GOAL:
Reproduce every line between the lines holding "target: gold snowflake decoration" and "0 55 L 3 57", inclusive, and add 43 to each path coordinate in the answers while leaving all other text unchanged. Output only those lines.

● ● ● ● ● ● ●

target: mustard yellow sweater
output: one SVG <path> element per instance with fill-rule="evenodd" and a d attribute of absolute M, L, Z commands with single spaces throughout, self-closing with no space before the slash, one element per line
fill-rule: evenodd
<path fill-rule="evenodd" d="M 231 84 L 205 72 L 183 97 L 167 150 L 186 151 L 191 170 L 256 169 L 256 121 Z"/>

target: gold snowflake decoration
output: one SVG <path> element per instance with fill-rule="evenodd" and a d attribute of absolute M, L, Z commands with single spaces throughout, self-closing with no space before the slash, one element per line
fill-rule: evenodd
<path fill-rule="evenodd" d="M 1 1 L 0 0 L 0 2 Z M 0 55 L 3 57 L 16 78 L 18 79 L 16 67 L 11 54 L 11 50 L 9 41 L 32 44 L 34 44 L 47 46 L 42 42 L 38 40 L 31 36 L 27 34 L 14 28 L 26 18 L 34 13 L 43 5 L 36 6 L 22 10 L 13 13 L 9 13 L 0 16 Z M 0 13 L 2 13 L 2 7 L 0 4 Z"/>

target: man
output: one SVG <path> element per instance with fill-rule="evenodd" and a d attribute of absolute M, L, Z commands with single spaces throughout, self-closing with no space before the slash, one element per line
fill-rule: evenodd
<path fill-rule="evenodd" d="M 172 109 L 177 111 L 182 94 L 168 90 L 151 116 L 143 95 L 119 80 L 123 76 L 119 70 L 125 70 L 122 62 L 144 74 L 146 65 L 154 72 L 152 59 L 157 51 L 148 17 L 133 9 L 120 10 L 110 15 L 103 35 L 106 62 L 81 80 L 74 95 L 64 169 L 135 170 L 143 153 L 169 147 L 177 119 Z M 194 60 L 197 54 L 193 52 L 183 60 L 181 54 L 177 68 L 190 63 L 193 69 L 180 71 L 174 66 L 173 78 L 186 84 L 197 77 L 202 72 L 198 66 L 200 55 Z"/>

● ● ● ● ● ● ●

SOLUTION TO THE PROBLEM:
target: gold snowflake decoration
output: one SVG <path> element per instance with fill-rule="evenodd" and a d attribute of absolute M, L, Z commands with single spaces throughout, self-closing with no space before the slash, one element per line
fill-rule: evenodd
<path fill-rule="evenodd" d="M 44 44 L 43 43 L 43 45 Z M 43 98 L 46 100 L 59 121 L 61 122 L 59 110 L 54 97 L 54 93 L 52 84 L 75 87 L 77 87 L 90 89 L 85 85 L 81 83 L 74 79 L 70 77 L 57 71 L 69 61 L 77 56 L 86 48 L 79 49 L 65 53 L 56 56 L 52 56 L 43 59 Z M 43 56 L 45 56 L 45 50 L 43 47 Z"/>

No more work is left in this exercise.